Locate each line of the material that contains the string "sits" and copy it out.

---------- EXTRACTED RECORDS ----------

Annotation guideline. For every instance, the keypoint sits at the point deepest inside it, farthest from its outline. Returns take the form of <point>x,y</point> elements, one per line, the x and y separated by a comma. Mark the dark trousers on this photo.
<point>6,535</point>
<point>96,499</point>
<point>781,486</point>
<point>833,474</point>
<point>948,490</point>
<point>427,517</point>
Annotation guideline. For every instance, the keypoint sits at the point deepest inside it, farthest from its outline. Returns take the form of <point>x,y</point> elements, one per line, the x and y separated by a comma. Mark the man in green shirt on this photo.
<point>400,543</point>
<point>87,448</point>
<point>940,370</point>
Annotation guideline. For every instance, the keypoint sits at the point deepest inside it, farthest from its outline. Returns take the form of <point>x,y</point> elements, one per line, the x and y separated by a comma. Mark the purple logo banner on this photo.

----------
---------- EXTRACTED RECORDS ----------

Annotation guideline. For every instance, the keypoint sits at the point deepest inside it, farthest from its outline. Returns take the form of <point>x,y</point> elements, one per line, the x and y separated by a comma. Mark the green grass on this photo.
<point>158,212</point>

----------

** RIGHT ANSWER **
Annotation guideline. For every instance, the keypoint sits at the point deepest inside it, farthest from its outline. Returns take the form of <point>x,y</point> elements, one per line, the x and y separated by a comma. Mark the dark trousers on this photo.
Annotation guideline. For every instance, the keypoint sits at the point deepest inside it, farthest from its outline. Returns take the form of <point>x,y</point> elements, one per line, the x and y separated by a comma. Mark the man in green shirt on this photo.
Annotation guideline. For every instance, the keypoint sits at the point deepest inside it, farthest from its outline. Returns take the form of <point>x,y</point> elements, one per line, the x and y separated by a comma. Mark the purple logo banner on this photo.
Annotation guideline. For every instance, the keypoint sits at the point deepest inside it, farthest from its outline. Returns take the form of <point>x,y</point> elements, one per line, the x and y separated by a comma. Mark the green grass on this photo.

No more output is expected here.